## INPUT ROWS

::::::

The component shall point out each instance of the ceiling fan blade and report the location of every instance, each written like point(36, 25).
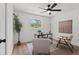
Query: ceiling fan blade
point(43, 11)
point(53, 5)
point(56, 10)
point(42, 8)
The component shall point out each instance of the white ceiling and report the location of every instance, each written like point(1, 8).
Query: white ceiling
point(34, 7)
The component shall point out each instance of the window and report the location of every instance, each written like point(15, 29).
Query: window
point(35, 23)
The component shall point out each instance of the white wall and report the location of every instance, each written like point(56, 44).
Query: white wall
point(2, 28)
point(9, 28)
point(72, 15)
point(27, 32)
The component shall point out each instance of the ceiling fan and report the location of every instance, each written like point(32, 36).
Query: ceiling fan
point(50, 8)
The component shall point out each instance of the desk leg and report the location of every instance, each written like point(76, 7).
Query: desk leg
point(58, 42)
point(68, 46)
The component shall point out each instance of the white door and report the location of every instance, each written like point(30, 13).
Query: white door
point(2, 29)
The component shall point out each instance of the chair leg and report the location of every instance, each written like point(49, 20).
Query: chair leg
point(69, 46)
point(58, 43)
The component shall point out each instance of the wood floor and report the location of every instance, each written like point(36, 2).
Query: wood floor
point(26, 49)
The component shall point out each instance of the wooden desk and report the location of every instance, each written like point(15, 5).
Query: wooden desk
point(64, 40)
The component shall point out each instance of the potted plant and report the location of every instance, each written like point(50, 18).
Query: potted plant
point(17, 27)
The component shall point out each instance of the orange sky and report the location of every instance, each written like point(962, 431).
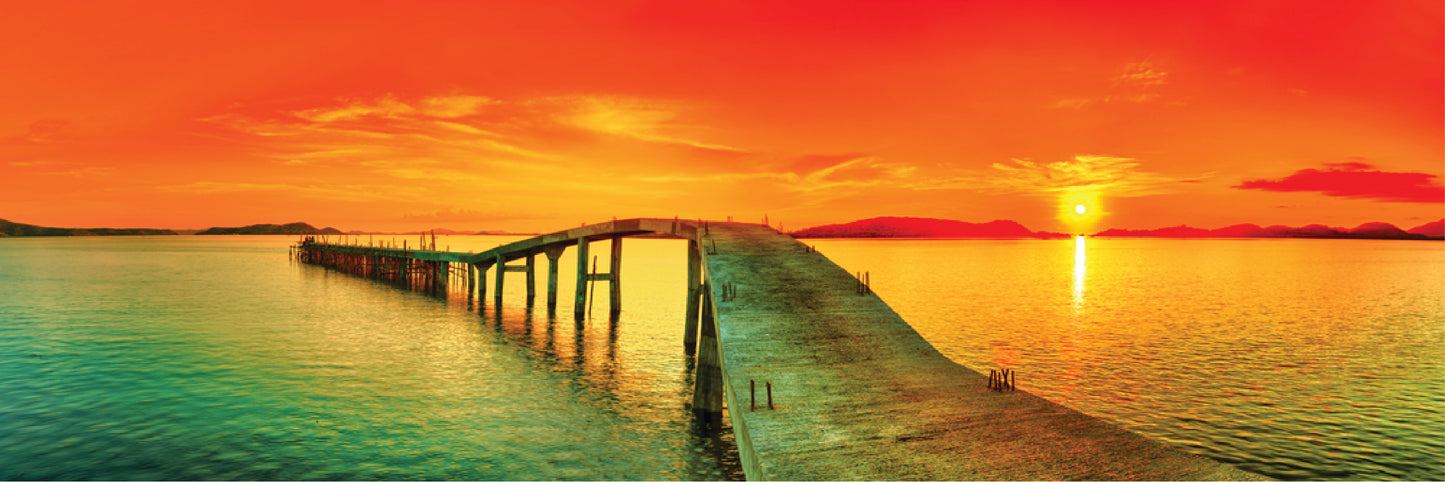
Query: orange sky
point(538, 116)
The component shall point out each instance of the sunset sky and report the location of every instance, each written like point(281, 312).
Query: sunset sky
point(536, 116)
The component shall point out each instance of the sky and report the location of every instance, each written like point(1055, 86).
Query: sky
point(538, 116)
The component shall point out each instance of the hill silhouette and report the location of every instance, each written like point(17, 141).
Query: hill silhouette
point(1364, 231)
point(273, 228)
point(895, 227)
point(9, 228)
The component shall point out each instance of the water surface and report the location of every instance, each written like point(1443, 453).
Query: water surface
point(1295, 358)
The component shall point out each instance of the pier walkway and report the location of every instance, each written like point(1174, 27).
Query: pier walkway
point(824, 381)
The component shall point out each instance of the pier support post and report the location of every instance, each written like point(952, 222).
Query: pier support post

::::::

## INSTRUCTION
Output all the lines above as a Markdown table with the columns No. and Line, numbering each row, skipping blank lines, and leaving the pictures out.

## WRITTEN RESPONSE
| No. | Line |
|---|---|
| 1 | The component shall point out each instance of the ceiling fan blade and report the location of every instance, each written like point(36, 25). |
| 2 | Query: ceiling fan blade |
| 3 | point(43, 11) |
| 4 | point(53, 5) |
| 5 | point(56, 10) |
| 6 | point(42, 8) |
| 7 | The component shall point out each instance of the white ceiling and report the location of every instance, each written like point(1, 8). |
| 8 | Query: white ceiling |
| 9 | point(34, 7) |
| 10 | The component shall point out each instance of the window and report the location of every instance, each written like point(15, 29). |
| 11 | Query: window |
| 12 | point(35, 23) |
| 13 | The component shall point out each instance of the white wall and report the location of every instance, each written like point(56, 44). |
| 14 | Query: white wall |
| 15 | point(2, 28) |
| 16 | point(9, 28) |
| 17 | point(72, 15) |
| 18 | point(27, 32) |
| 19 | The component shall point out each instance of the ceiling fan and report the location of every instance, each written like point(32, 36). |
| 20 | Query: ceiling fan |
| 21 | point(50, 8) |
| 22 | The component shall point out each instance of the desk leg and report the location of every instance, each written like point(76, 7). |
| 23 | Query: desk leg |
| 24 | point(58, 42) |
| 25 | point(68, 46) |
| 26 | The component shall point out each instance of the white door and report the location of every instance, each written like point(30, 13). |
| 27 | Query: white door |
| 28 | point(2, 29) |
| 29 | The component shall point out each instance of the chair leg and report the location of every instance, each written like point(49, 20). |
| 30 | Query: chair leg |
| 31 | point(69, 46) |
| 32 | point(58, 43) |
| 33 | The component shall point out each instance of the wood floor and report the location of every instance, each written like point(36, 2). |
| 34 | Query: wood floor |
| 35 | point(26, 49) |
| 36 | The component shall point out each instance of the wooden desk and report the location of every instance, each written like point(15, 5). |
| 37 | Query: wooden desk |
| 38 | point(64, 40) |
| 39 | The component shall point out each instance of the potted plant and report the location of every instance, each written like point(50, 18). |
| 40 | Query: potted plant |
| 41 | point(17, 27) |
| 42 | The component shall point out each instance of the orange sky and report the location of every instance, each written like point(962, 431). |
| 43 | Query: orange sky |
| 44 | point(538, 116) |
| 45 | The component shall point out each instance of the sunset sky and report the location of every instance, each written like point(281, 312). |
| 46 | Query: sunset sky |
| 47 | point(536, 116) |
| 48 | The component shall point out each instance of the sky and report the location of every instance, each written like point(1055, 86). |
| 49 | Query: sky |
| 50 | point(538, 116) |
| 51 | The component shall point out each instance of the hill silhouette and report the location of every instance, each written like point(17, 141). |
| 52 | Query: hill silhouette |
| 53 | point(1364, 231) |
| 54 | point(273, 228) |
| 55 | point(895, 227) |
| 56 | point(9, 228) |
| 57 | The component shall point out each instance of the water surface and report the location of every instance, each written like point(1443, 453). |
| 58 | Query: water surface |
| 59 | point(1295, 358) |
| 60 | The component shall point out each instance of the pier walkway and report the location of every instance, each written like point(1174, 27). |
| 61 | Query: pier walkway |
| 62 | point(824, 381) |
| 63 | The component shall point out each instance of the pier support post and report the location of every instance, each written like point(952, 222). |
| 64 | Query: pier support post |